(Natural-language object grounding data)
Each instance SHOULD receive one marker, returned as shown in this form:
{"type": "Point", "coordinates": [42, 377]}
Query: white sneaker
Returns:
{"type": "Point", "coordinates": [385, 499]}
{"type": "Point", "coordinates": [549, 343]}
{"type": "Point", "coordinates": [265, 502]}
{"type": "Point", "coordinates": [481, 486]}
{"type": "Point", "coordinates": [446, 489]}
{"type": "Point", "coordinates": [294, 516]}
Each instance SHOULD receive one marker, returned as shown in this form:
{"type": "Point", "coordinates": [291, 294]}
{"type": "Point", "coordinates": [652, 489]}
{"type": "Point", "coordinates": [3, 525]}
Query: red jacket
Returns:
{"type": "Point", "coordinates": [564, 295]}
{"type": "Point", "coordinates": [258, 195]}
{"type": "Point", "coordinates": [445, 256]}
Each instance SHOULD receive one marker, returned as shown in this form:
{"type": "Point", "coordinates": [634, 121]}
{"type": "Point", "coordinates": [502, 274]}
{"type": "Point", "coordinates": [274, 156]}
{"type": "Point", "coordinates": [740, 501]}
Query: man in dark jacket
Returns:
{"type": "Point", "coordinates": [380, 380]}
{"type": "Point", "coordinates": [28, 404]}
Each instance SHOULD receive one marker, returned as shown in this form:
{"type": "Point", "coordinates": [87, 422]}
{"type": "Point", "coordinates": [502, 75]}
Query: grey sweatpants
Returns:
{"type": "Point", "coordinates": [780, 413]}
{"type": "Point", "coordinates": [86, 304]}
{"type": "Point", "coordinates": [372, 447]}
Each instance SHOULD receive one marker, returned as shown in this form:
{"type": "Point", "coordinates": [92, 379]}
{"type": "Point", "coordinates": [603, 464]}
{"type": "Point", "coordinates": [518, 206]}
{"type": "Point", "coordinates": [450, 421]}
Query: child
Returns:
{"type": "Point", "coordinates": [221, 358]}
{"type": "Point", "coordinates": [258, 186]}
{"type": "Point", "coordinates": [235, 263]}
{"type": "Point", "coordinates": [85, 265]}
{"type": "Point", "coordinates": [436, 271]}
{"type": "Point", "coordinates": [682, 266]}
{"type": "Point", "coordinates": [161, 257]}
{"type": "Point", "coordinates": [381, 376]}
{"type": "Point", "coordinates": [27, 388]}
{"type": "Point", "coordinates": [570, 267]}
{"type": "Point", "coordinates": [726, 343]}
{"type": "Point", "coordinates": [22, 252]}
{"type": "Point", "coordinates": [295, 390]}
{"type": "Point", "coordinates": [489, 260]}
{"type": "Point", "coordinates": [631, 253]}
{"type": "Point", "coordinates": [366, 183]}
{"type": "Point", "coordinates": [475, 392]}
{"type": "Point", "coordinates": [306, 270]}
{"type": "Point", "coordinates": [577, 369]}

**Goal of the exercise**
Copy all of the data above, character for character.

**Your response**
Each instance SHOULD receive one marker, returned as shown in this form:
{"type": "Point", "coordinates": [42, 377]}
Query: white sneaker
Returns:
{"type": "Point", "coordinates": [385, 499]}
{"type": "Point", "coordinates": [549, 343]}
{"type": "Point", "coordinates": [265, 502]}
{"type": "Point", "coordinates": [481, 486]}
{"type": "Point", "coordinates": [446, 489]}
{"type": "Point", "coordinates": [294, 516]}
Each instance SHOULD receive one marker, returned as shown in this form:
{"type": "Point", "coordinates": [291, 294]}
{"type": "Point", "coordinates": [652, 489]}
{"type": "Point", "coordinates": [3, 525]}
Query: red jacket
Returns:
{"type": "Point", "coordinates": [564, 295]}
{"type": "Point", "coordinates": [258, 195]}
{"type": "Point", "coordinates": [445, 256]}
Each instance SHOULD receive one marker, returned as shown in this form:
{"type": "Point", "coordinates": [634, 121]}
{"type": "Point", "coordinates": [502, 274]}
{"type": "Point", "coordinates": [274, 156]}
{"type": "Point", "coordinates": [740, 501]}
Query: man in dark jacket
Returns:
{"type": "Point", "coordinates": [380, 380]}
{"type": "Point", "coordinates": [28, 404]}
Each instance SHOULD receive one marker, returned as shown in this form:
{"type": "Point", "coordinates": [87, 422]}
{"type": "Point", "coordinates": [502, 75]}
Query: grey sweatpants
Returns:
{"type": "Point", "coordinates": [780, 413]}
{"type": "Point", "coordinates": [86, 304]}
{"type": "Point", "coordinates": [372, 447]}
Each instance SHOULD receive one marker, returned as shown in this form:
{"type": "Point", "coordinates": [92, 379]}
{"type": "Point", "coordinates": [603, 464]}
{"type": "Point", "coordinates": [518, 206]}
{"type": "Point", "coordinates": [450, 421]}
Query: child
Returns:
{"type": "Point", "coordinates": [221, 358]}
{"type": "Point", "coordinates": [258, 186]}
{"type": "Point", "coordinates": [235, 263]}
{"type": "Point", "coordinates": [85, 265]}
{"type": "Point", "coordinates": [436, 271]}
{"type": "Point", "coordinates": [682, 266]}
{"type": "Point", "coordinates": [161, 257]}
{"type": "Point", "coordinates": [381, 376]}
{"type": "Point", "coordinates": [27, 388]}
{"type": "Point", "coordinates": [570, 267]}
{"type": "Point", "coordinates": [726, 343]}
{"type": "Point", "coordinates": [22, 252]}
{"type": "Point", "coordinates": [295, 390]}
{"type": "Point", "coordinates": [489, 260]}
{"type": "Point", "coordinates": [631, 253]}
{"type": "Point", "coordinates": [366, 183]}
{"type": "Point", "coordinates": [475, 392]}
{"type": "Point", "coordinates": [306, 270]}
{"type": "Point", "coordinates": [577, 369]}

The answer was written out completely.